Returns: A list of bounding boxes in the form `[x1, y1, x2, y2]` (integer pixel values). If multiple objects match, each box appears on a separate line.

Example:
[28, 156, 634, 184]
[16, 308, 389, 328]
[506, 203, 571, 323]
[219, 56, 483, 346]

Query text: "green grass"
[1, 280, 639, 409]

------

> [GOAL OF THE EXERCISE]: Your reply should consist of the records, copied exactly.

> [RESPONSE BELOW]:
Returns: A list of bounding boxes in the form `[x1, y1, x2, y2]` (integer pixel values). If multiple objects match, each box appears on a separate line.

Example:
[28, 156, 634, 184]
[16, 308, 389, 328]
[506, 203, 571, 323]
[219, 56, 483, 346]

Query text: "green grass"
[1, 280, 639, 409]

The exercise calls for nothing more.